» Problem requirements
Rewrite each of the items below with "on its own line" swapped for "on a separate line" everywhere it appears, keeping every other word and line the same.

» Given records
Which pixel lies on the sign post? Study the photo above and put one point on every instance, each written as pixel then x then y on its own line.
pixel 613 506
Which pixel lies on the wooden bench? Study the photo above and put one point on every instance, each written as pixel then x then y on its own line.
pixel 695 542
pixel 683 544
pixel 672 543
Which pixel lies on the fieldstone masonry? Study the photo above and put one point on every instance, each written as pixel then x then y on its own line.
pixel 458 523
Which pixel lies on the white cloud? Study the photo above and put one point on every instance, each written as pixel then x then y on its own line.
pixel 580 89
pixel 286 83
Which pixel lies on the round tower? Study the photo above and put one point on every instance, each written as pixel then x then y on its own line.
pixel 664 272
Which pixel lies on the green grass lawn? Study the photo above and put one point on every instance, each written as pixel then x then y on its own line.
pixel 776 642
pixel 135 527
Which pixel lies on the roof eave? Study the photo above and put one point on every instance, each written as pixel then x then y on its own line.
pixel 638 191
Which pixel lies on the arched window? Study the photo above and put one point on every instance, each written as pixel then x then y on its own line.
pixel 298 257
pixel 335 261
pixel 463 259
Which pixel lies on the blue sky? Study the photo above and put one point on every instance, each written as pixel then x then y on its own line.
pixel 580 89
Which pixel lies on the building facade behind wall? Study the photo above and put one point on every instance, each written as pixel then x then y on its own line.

» Solution for this task
Which pixel lies on the sign post? Study the photo above and put one point on every instance, each written as pixel then x then y on a separate line.
pixel 613 506
Which pixel lies on the wooden bench? Study the photo above and put one point on every instance, each written as pixel then x then y on a separate line.
pixel 695 542
pixel 683 544
pixel 672 543
Which pixel lies on the fieldstone masonry? Study the photo above and put one point on every instance, each written as pixel then x then y on a separate line.
pixel 458 523
Which pixel lies on the white cloud? Study the photo above and put one point on every instance, each written as pixel then x then y on a separate line.
pixel 580 89
pixel 286 83
Which pixel lies on the round tower? Study the photo above and put one point on every instance, each written as pixel then x then y on a separate line.
pixel 664 272
Which pixel lies on the green grass lawn? Study the photo above and put one point on every instance, each written as pixel then x then y on a separate line.
pixel 776 642
pixel 135 527
Which pixel lies on the roof eave? Study the photo above and put one point on every instance, each written as pixel then x then y on a separate line.
pixel 638 191
Which pixel lies on the arched window? Study the photo above and put one point on every instance, each written as pixel then x then y on a separate line.
pixel 298 257
pixel 335 261
pixel 463 259
Which pixel lies on the blue sky? Study the photo above and put one point on every instance, each written as pixel then x then y on a separate line.
pixel 580 89
Which pixel lies on the building facade behind wall? Study the photo above and put one point on every instance, each written as pixel then x then y on a separate line.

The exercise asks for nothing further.